▶ [Verilen metin]:
>>>

Fotoğraf ve Tarih
Bilinci
Simber Atay
Zaman soyut bir kavramdır.
Gerçeklik niteliğini kazanabilmesi ya da gerçekliği
inşa etmek konusunda aktif bir işlevinin olabilmesi
için somut bağlamlarda tanımlanması gerekir. Sözkonusu
bağlamlardan biri, popüler düzeyde yaşanan tarih bilincidir.
Tarih bilincine sahip olmak, zaman içinde ve coğrafyalar
boyunca bireyler tarafından farklı algılanan ve gerçekleşen
bir durumdur.
Bazen artık varolmayan
bir uygarlığın ardından çaresiz, tarihin coğrafyaya
ihanetinden söz eden romantik bir retorik inşa etmeye
başlayabiliriz.
Ya da tertemiz bir hafızanın
güvenli aydınlığında ebedi bir şimdiki zamanın kıvancını
yaşayıp durabiliriz.
Ya da tarihsel gelişmeleri,
rastlantı fantezileri geliştirerek metafizik boyutta
yorumlayabiliriz.
Ya da bir türlü mülkiyeti
ele geçirilemeyen/geçirilemeyecek zamanın akışına
karşılık, varlığımızı nostalji bağımlılığına teslim
edip, melankolik bir dram kahramanlığı rolünü benimseyebiliriz.
Ya da bireysel olarak
onaylamadığımız ama elimizden de birşeyin gelmediği
tarihin dönemeçlerinde, zamanın, eninde sonunda gerçeklik
üzerindeki ayırtedici gücünü ortaya koyacağına inanıyorsak,
diğer bir ifade ile zamanı, adaletle özdeşleştiriyorsak,
seyirci olarak konumumuzun hikmetlerinden bahsetmeye
başlayabiliriz.
Ya da zaman kipi militanlığını
bir yana bırakıp, toplumsal pratikte tarih bilincine
sahip olabiliriz: Hafızamızı güçlendirerek, gerekeni
yaparak, geleceği hesaba katarak! Doğal olarak bu
çabalar kolay değildir ve güçlü bir demokratik sistem,
istikrarlı bir ekonomik yapı, evrensel standart ve
hayatiyete sahip bir kültür yaşamı gerekir.

<<<

Kayıtlı veriler

>>>

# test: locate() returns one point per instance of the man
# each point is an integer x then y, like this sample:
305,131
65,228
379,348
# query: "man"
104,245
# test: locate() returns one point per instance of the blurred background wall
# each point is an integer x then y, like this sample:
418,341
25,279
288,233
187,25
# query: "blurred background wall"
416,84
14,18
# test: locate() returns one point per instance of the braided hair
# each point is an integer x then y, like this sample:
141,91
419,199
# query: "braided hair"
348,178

<<<
>>>

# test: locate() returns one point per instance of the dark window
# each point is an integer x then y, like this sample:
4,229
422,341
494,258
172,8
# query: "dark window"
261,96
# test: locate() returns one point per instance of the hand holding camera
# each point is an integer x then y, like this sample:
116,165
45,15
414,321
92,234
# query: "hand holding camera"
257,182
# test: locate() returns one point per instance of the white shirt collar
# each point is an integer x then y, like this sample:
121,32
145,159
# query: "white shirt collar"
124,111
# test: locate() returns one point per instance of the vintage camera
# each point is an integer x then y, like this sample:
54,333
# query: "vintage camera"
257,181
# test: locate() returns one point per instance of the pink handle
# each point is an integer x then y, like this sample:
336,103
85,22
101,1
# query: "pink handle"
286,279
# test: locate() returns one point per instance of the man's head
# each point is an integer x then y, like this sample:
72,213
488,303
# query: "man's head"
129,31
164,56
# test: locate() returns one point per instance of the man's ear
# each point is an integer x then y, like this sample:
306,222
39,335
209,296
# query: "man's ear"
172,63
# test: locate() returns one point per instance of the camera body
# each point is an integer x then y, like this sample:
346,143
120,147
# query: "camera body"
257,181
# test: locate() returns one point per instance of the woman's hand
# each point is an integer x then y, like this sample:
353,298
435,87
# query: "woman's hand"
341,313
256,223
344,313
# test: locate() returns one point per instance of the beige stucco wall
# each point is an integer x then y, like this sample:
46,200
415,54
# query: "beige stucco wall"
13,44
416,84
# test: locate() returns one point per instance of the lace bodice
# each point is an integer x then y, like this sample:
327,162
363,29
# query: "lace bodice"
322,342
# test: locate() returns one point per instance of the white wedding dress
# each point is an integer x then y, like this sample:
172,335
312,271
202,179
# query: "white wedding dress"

<<<

▶ [Görev yönergesi]: Tarih bilinci üzerine olan metinde "Bazen artık varolmayan" sözlerinden "kahramanlığı rolünü benimseyebiliriz." sözlerine kadar geçen kısmı hiç değiştirmeden tekrarla. Satırlar, metinden ayrı ve bağımsız bir malzemedir.

▶ [Problem çözümü]:
Bazen artık varolmayan
bir uygarlığın ardından çaresiz, tarihin coğrafyaya
ihanetinden söz eden romantik bir retorik inşa etmeye
başlayabiliriz.
Ya da tertemiz bir hafızanın
güvenli aydınlığında ebedi bir şimdiki zamanın kıvancını
yaşayıp durabiliriz.
Ya da tarihsel gelişmeleri,
rastlantı fantezileri geliştirerek metafizik boyutta
yorumlayabiliriz.
Ya da bir türlü mülkiyeti
ele geçirilemeyen/geçirilemeyecek zamanın akışına
karşılık, varlığımızı nostalji bağımlılığına teslim
edip, melankolik bir dram kahramanlığı rolünü benimseyebiliriz.